EXERCISE OBJECTIVE:
Pull out every line of the entries below that contains the string "white". Treat uppercase and lowercase letters as different.

DATA SECTION:
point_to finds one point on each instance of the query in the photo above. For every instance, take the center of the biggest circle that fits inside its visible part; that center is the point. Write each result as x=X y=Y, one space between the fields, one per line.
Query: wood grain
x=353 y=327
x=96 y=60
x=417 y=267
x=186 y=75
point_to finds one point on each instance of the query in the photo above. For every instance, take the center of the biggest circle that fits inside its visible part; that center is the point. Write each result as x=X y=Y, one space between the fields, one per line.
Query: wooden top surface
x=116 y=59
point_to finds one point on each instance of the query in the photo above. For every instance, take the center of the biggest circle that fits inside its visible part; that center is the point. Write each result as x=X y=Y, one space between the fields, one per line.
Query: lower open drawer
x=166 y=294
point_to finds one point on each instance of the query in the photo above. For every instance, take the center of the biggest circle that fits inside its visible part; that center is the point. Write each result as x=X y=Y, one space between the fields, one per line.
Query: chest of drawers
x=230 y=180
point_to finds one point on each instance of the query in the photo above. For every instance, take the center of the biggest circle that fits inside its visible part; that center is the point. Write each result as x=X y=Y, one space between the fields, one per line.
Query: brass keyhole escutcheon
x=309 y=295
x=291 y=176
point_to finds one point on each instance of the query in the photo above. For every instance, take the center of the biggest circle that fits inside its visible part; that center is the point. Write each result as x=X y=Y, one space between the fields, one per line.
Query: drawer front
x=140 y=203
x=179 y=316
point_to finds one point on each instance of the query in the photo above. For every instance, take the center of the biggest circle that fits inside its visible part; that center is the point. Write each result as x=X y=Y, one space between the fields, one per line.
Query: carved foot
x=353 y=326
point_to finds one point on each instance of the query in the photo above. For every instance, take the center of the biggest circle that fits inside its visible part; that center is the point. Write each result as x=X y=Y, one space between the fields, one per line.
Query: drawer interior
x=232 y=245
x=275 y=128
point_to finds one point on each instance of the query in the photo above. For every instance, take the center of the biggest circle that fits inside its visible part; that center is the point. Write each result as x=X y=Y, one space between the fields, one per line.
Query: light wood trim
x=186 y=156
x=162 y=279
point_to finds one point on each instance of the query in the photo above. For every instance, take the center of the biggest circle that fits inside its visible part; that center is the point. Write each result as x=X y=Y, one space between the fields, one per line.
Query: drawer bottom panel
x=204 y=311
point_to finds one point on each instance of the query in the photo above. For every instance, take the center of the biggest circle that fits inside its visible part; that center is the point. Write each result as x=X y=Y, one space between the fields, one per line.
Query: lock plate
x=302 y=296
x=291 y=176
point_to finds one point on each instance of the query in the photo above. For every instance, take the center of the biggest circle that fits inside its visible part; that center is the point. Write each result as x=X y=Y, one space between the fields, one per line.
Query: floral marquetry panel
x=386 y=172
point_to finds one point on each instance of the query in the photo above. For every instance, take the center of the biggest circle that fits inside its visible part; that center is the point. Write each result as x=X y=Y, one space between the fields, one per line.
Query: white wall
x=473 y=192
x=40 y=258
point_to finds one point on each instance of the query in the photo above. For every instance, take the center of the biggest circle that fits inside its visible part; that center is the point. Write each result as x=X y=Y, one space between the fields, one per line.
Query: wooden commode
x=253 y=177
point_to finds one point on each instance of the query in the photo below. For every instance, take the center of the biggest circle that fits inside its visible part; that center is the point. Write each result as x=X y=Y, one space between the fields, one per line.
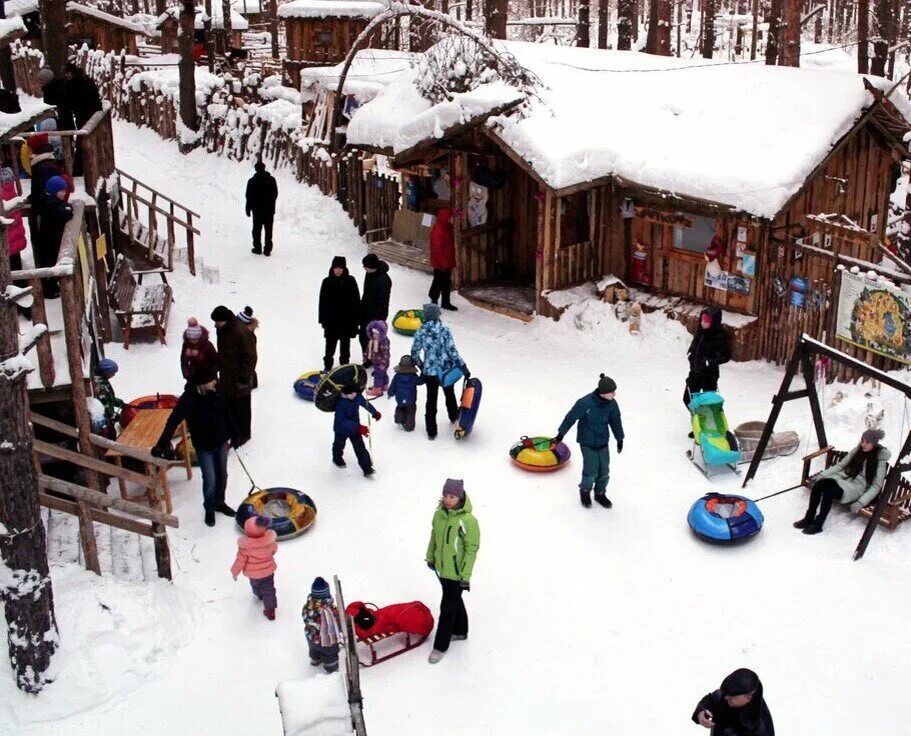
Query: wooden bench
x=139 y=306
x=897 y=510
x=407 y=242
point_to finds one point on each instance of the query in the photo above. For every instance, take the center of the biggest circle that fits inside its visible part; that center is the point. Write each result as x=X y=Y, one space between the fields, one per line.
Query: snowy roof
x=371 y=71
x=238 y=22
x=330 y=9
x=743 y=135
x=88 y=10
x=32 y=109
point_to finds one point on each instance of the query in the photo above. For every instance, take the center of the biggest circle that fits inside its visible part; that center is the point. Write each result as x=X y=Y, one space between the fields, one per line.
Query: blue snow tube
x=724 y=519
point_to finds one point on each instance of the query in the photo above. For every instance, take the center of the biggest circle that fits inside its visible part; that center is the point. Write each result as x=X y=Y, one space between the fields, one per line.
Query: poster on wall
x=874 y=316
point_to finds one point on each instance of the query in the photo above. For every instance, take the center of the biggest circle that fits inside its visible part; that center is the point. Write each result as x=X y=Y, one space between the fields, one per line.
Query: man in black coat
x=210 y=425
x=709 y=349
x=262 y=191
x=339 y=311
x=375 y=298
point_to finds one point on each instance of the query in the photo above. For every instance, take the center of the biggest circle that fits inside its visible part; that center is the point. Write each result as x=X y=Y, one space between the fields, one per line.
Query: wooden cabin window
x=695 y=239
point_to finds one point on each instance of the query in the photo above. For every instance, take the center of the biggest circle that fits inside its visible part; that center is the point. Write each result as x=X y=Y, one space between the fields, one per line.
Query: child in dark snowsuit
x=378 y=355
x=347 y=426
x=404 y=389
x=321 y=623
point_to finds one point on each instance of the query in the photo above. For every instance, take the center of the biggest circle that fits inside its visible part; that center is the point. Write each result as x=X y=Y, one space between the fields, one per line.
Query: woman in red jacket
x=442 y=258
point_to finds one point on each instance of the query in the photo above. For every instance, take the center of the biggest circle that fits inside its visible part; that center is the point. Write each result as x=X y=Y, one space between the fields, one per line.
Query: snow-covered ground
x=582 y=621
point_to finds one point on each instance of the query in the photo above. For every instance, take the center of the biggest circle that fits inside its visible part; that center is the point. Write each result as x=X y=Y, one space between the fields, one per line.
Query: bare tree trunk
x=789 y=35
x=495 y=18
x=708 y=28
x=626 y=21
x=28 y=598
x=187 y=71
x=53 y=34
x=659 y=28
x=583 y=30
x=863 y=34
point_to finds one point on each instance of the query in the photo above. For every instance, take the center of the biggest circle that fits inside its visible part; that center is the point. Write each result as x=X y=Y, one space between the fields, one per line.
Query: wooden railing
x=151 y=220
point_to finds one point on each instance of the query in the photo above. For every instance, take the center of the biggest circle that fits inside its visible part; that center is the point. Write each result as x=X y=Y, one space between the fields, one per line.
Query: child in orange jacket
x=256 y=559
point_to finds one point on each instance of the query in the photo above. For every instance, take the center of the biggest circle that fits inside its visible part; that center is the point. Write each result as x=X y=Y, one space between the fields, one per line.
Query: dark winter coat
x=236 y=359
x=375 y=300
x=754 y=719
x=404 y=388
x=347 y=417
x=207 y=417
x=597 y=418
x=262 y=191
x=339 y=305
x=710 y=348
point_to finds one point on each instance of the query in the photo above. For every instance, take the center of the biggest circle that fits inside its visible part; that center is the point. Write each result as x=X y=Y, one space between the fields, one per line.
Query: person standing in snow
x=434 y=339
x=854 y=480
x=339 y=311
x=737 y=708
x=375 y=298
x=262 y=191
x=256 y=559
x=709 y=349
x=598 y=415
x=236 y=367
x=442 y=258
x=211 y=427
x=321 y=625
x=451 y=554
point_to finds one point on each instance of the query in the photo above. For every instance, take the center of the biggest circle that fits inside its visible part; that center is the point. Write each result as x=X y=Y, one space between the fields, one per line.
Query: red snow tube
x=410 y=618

--

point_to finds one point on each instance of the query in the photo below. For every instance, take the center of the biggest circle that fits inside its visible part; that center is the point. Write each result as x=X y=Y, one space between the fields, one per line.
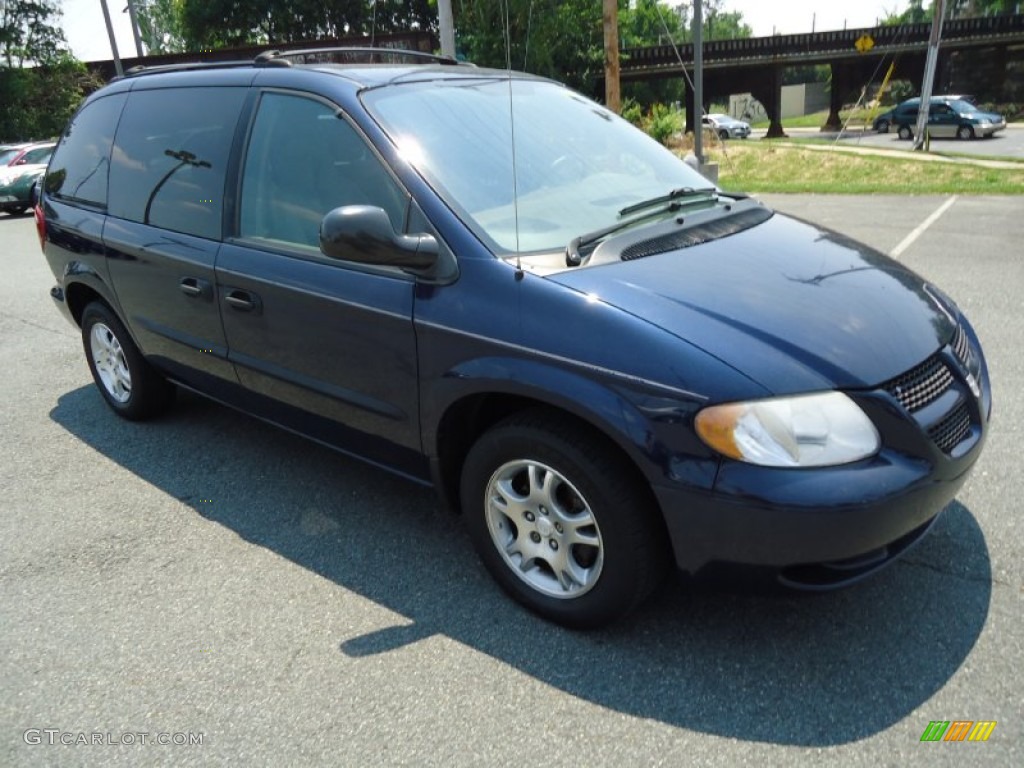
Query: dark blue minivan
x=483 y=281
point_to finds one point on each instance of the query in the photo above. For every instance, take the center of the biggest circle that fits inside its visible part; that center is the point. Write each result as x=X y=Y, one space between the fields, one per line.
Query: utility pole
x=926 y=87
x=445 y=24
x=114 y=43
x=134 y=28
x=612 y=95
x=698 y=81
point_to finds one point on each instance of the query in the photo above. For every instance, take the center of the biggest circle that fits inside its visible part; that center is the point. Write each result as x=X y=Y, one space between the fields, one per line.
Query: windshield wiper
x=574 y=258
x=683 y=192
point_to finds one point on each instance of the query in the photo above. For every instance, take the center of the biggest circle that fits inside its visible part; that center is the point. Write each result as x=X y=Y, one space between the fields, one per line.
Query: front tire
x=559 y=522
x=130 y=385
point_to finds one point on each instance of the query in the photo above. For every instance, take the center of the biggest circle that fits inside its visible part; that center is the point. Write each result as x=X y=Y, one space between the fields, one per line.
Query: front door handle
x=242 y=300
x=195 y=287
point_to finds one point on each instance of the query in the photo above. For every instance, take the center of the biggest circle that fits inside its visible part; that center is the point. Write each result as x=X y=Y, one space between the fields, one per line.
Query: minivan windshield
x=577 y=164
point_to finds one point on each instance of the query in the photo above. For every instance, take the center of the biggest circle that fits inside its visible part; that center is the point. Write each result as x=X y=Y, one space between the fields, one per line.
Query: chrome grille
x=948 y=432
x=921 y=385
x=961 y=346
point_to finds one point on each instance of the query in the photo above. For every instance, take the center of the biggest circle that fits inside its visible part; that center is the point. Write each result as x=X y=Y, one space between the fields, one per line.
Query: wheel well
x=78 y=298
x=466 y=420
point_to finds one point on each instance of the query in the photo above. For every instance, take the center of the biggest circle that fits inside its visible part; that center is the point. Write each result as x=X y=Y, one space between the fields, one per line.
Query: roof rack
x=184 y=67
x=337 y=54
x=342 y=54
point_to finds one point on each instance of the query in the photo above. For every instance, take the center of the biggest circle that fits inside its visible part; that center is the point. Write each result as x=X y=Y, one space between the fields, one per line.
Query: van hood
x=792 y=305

==

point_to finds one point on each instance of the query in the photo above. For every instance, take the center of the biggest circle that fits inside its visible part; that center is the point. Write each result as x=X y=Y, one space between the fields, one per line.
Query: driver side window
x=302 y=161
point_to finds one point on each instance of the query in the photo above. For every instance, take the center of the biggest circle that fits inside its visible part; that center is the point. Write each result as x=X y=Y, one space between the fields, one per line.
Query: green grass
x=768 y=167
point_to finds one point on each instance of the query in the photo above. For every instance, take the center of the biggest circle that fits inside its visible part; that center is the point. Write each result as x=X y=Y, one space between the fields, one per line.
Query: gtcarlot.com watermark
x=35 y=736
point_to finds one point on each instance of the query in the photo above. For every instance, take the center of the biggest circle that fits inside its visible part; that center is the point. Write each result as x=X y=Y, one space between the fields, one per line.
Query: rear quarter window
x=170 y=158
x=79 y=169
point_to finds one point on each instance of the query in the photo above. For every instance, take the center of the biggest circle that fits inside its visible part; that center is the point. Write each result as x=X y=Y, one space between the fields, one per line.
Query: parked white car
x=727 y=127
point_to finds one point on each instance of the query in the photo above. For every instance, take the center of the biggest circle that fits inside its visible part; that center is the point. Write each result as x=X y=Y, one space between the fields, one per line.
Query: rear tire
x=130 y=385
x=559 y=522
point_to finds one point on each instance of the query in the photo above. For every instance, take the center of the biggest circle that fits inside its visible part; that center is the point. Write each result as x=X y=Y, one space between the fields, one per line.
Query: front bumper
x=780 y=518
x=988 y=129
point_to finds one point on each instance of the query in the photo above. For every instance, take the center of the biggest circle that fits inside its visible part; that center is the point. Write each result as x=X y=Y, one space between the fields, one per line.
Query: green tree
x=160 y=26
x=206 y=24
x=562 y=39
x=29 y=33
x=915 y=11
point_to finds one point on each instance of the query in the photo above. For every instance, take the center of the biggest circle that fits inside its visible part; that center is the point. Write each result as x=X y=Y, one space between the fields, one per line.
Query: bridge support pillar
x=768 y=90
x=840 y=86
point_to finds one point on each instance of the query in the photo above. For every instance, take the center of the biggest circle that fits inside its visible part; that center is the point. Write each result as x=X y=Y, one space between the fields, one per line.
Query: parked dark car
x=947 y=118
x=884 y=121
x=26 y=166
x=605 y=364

CORRECT ANSWER:
Query: white wall
Query: parked white car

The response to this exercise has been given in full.